::: Input records
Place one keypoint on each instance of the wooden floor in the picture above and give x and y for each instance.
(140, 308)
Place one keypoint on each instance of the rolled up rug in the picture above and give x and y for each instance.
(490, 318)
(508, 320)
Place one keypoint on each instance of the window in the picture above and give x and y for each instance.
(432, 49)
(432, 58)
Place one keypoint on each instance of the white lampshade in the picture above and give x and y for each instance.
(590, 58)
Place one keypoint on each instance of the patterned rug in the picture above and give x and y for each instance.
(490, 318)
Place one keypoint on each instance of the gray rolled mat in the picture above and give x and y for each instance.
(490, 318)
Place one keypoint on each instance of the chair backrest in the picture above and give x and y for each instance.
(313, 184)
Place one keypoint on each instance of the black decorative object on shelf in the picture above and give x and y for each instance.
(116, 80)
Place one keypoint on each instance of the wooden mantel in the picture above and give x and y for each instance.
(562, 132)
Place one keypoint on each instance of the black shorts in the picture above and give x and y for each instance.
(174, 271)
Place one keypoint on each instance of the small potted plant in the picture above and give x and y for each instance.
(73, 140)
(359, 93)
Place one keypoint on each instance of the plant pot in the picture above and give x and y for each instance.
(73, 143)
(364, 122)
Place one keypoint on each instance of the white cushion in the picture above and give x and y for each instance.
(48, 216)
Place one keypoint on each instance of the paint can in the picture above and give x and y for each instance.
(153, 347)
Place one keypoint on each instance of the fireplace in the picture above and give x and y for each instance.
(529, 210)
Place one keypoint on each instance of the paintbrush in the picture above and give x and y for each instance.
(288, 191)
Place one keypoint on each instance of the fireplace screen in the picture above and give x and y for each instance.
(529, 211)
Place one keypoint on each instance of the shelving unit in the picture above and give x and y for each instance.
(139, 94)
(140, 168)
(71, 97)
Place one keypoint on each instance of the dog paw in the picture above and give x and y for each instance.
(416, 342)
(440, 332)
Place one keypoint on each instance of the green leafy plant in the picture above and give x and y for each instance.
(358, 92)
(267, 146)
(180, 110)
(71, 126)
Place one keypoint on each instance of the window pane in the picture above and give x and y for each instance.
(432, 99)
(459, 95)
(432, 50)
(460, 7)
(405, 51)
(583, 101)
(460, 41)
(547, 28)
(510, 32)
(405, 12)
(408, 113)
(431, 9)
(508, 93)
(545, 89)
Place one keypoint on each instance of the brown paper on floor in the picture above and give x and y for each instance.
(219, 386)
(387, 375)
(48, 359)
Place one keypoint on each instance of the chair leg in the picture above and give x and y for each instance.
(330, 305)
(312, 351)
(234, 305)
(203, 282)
::::::
→ What the task asks
Copy out the data above, putting "marker" wherever "keypoint" appears and keeping everything else unchanged.

→ Answer to this problem
Place one marker on each instance of the wooden floor in the picture above and give x and y for each instance.
(140, 308)
Place one marker on each instance of the rolled up rug in the picture above and give x and y for each instance.
(490, 318)
(508, 320)
Place one marker on each instance of the window in the picture above and give x and y for each instance.
(432, 49)
(432, 58)
Place one marker on each instance of the white lampshade in the picture above and give x and y for each instance.
(590, 58)
Place one marker on each instance of the patterned rug in the picture above and give x and y for each instance.
(490, 318)
Place one marker on each instance of the gray rolled mat in the picture above and give x and y for each instance.
(490, 318)
Place one marker on each instance of the chair backrest in the picture above and give x and y for each instance.
(313, 184)
Place one marker on each instance of the black decorative object on shelf in the picture above and give x and y for each instance.
(116, 80)
Place one marker on each instance of the wooden mantel in the picture above and give x and y for each instance.
(562, 132)
Place one marker on each instance of the black shorts in the picture above and give x and y for each instance.
(174, 271)
Place one marker on each instance of the small potted plant in the picture above and give x and y for each instance.
(73, 140)
(359, 93)
Place one marker on each instance of the plant pot in the picture above and give x and y for each instance.
(73, 143)
(364, 122)
Place one marker on each instance of the white cushion in the picture above and give x and y for each instance.
(48, 216)
Place one marker on each instance of the paint can in the picture above and give x and y for each instance.
(153, 347)
Place one marker on each instance of the fireplace in the picture above and give x and y for each instance.
(529, 210)
Place one marker on each instance of the paintbrush in the picture above and give x and y for each instance.
(288, 191)
Place one marker on each instance of the fireplace screen in the picture above and give x and y for each instance.
(529, 211)
Place one marker on each instance of the shelving unit in the picture above and give x and y for each instance.
(139, 94)
(140, 168)
(71, 97)
Place one marker on each instance of the dog paw in the picture above and give x and y for each instance.
(416, 342)
(440, 332)
Place one marker on each instance of the green leafy plant in the picture above and give x and y for each instance.
(358, 92)
(267, 146)
(180, 110)
(71, 126)
Place one marker on each instance of the window pane in the picture above and give x and y for each instance.
(432, 99)
(459, 95)
(432, 50)
(460, 7)
(405, 51)
(583, 101)
(460, 41)
(547, 28)
(510, 32)
(405, 12)
(408, 113)
(431, 9)
(508, 93)
(545, 89)
Place one marker on each instance of the brown paper on floor in the picture above and give x and y for each instance.
(219, 386)
(387, 375)
(48, 359)
Place one marker on each instance of the chair leg in the picture above and give x and y for each instance.
(330, 305)
(312, 351)
(234, 305)
(203, 282)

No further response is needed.